» **PROBLEM DETAILS**
Rewrite the listing below, renaming each "bottom-right corners" to "lower-right corners" and keeping all other lines unchanged.

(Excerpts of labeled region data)
* Start *
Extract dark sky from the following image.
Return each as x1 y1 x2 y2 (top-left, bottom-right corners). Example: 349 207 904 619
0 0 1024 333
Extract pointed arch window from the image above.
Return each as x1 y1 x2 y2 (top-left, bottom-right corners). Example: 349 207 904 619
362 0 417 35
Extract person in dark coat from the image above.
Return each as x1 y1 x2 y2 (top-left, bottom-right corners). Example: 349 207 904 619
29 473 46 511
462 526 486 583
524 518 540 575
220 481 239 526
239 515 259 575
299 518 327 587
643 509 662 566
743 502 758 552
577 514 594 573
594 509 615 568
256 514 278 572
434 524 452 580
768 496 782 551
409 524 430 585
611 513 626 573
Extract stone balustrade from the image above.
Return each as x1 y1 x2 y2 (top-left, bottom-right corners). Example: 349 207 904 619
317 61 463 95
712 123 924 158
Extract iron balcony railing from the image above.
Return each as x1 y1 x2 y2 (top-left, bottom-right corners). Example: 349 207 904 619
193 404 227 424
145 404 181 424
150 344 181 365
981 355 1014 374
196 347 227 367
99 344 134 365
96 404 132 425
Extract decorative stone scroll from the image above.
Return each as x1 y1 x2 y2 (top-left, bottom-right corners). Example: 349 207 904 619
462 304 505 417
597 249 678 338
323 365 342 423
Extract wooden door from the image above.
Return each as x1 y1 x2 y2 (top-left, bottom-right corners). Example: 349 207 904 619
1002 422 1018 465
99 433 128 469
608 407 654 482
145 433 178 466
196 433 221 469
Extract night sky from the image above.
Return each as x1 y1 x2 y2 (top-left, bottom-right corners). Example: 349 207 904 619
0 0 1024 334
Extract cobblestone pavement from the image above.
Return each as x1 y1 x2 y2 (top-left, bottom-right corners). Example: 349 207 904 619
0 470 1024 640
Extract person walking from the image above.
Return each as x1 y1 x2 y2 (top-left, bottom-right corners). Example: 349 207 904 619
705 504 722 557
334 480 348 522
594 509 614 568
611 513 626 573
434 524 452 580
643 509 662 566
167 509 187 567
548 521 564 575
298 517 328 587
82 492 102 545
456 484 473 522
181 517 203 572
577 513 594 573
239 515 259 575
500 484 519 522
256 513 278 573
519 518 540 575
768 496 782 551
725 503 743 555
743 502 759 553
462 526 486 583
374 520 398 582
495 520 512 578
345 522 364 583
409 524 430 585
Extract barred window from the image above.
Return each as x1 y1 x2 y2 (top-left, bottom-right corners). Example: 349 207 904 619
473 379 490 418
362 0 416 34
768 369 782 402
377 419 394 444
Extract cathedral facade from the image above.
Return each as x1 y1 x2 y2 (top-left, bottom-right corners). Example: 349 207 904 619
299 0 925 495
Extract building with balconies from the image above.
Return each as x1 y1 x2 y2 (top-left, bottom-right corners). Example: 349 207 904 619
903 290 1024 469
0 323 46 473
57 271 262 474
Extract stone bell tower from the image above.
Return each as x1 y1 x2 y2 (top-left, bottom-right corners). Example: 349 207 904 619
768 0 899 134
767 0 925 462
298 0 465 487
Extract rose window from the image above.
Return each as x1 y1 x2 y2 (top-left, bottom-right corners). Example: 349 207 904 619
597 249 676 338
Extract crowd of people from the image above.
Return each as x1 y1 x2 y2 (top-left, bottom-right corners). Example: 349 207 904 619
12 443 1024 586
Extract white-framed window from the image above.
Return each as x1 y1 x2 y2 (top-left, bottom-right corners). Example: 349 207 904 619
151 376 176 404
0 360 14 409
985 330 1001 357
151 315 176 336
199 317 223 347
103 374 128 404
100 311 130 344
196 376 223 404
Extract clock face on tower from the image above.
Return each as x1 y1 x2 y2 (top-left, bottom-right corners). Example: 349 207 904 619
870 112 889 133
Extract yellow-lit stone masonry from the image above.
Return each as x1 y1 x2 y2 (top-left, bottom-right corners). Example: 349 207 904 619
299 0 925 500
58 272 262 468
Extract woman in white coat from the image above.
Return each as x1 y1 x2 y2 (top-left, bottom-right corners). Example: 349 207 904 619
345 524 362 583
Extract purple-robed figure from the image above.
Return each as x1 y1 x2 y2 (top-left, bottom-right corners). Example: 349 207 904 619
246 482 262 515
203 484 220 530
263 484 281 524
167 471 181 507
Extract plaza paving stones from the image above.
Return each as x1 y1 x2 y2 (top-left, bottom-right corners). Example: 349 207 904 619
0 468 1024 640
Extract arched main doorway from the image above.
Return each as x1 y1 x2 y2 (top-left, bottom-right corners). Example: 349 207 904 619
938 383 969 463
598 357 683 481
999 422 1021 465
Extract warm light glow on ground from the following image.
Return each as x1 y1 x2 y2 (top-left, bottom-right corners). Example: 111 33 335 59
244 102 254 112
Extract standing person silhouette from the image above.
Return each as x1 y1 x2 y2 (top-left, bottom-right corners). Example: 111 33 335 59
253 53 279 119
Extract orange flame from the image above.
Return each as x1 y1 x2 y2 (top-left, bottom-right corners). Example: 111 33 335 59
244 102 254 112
* End *
» **TASK RESULT**
Extract dark sky from the following image.
Return each as x1 y1 x2 y2 (top-left, lower-right corners). Example: 349 207 904 619
0 0 1024 333
Extract pointed arch window from the image above.
Return each as x1 y1 x2 y2 (top-left, lower-right corners). Example: 349 207 904 619
362 0 417 35
Extract person in dark coat from the image above.
Return each as x1 y1 x2 y2 (top-left, lower-right corners). Example: 349 207 904 619
29 473 46 511
462 526 486 583
524 518 540 575
220 481 239 526
239 515 259 575
299 518 327 587
643 509 662 566
743 502 758 552
577 514 594 573
594 509 615 568
256 514 278 572
434 524 452 580
768 496 782 551
409 524 430 585
611 513 626 573
Extract stone balustrade from the image above.
Return each as x1 y1 x2 y2 (top-left, lower-right corners). Example: 349 207 904 619
317 61 463 95
712 123 924 158
Extract iron balcony railing from the image above.
Return each as x1 y1 x2 y2 (top-left, lower-right corners). Example: 349 207 904 619
193 404 227 424
145 404 181 424
150 344 181 365
981 355 1014 374
196 347 227 367
99 344 134 365
96 404 132 425
Extract decorative stone scroll from the image above.
Return each as x1 y1 x2 y2 (top-left, lower-right corners). Example: 349 207 904 619
462 304 505 417
597 249 678 338
323 365 342 423
Extract wooden door from the image above.
Return each as x1 y1 x2 y2 (top-left, lower-right corners). Example: 349 207 904 619
1002 422 1018 465
99 433 128 469
608 407 654 482
145 433 178 466
196 433 221 469
Extract night sky from the image above.
Return each as x1 y1 x2 y2 (top-left, lower-right corners). Example: 349 207 904 619
0 0 1024 334
Extract cobblestone pavement from the image above.
Return each as x1 y1 x2 y2 (top-left, lower-right corners). Example: 349 207 904 619
0 470 1024 640
Extract person walking from the image above.
Return each as x1 y1 x2 y2 (top-left, lower-right corners). Example: 349 207 904 619
705 504 722 557
334 480 348 522
594 509 614 568
611 513 626 573
434 524 452 580
643 509 662 566
167 509 187 567
548 521 564 575
298 517 328 587
82 492 102 545
456 484 473 522
181 517 203 572
577 513 594 573
239 515 259 575
500 484 519 522
256 513 278 573
519 518 540 575
768 496 782 551
725 503 743 555
743 502 759 553
462 526 486 583
374 520 398 582
495 520 512 578
345 522 364 583
409 524 430 585
Extract barred window from the image above.
Return each as x1 y1 x2 y2 (top-left, lower-right corners). Example: 349 207 904 619
473 379 490 418
362 0 416 34
768 369 782 402
377 419 394 444
Extract cathedral facade from the image above.
Return each as x1 y1 x2 y2 (top-left, lower-right corners). Example: 349 207 904 619
299 0 925 495
Extract building with balconies from the image above.
Return each as x1 y1 x2 y2 (top-left, lower-right corners). Example: 349 207 904 619
903 290 1024 469
0 323 46 473
57 271 262 474
Extract stone bell tower from the image above.
Return each as x1 y1 x2 y2 (top-left, lower-right corners). Example: 349 207 904 619
768 0 899 134
767 0 925 462
298 0 465 487
Extract rose window from the image above.
Return each as x1 y1 x2 y2 (top-left, lower-right corners). Example: 349 207 904 619
597 249 676 338
Extract crowd of people from the image above.
Return each as x1 y1 x2 y2 (top-left, lower-right corners). Example: 349 207 904 619
12 443 1024 586
Extract white-framed window from the image above.
Return each as x1 y1 x2 y2 (top-left, lower-right corners). Example: 349 207 904 619
151 376 176 404
0 360 14 409
985 330 1001 357
151 315 176 336
199 317 223 347
103 374 128 404
100 311 130 344
196 376 223 404
Extract clock face on tower from the image above.
Return each as x1 y1 x2 y2 (top-left, lower-right corners). Example: 349 207 904 619
870 112 889 133
Extract yellow-lit stone masonry from the image above.
Return each as x1 y1 x2 y2 (top-left, lower-right corners). Example: 349 207 904 619
299 0 925 500
58 272 262 468
Extract woman in white coat from the image above.
Return each as x1 y1 x2 y2 (top-left, lower-right corners). Example: 349 207 904 619
345 524 362 583
Extract purple-robed figure from the image above.
Return each as x1 y1 x2 y2 (top-left, lower-right corners). Example: 349 207 904 619
246 482 262 515
203 484 220 530
263 484 281 524
167 471 181 507
Extract plaza paving stones from the image above.
Return each as x1 y1 x2 y2 (top-left, lower-right corners). Example: 349 207 904 619
0 468 1024 640
Extract arched main doorway from the image above.
Return each as x1 y1 x2 y2 (top-left, lower-right corners). Example: 349 207 904 619
938 383 969 463
598 357 683 481
999 422 1021 465
Extract warm light glow on ground from the following image.
Return each as x1 y1 x2 y2 (top-left, lower-right corners). Example: 111 33 335 59
244 102 254 112
Extract standing person silhouette from the image above.
Return each as x1 y1 x2 y2 (top-left, lower-right corners). Example: 111 33 335 59
253 53 279 119
Extract orange flame from the image above.
Return each as x1 y1 x2 y2 (top-left, lower-right corners). Example: 111 33 335 59
244 102 254 112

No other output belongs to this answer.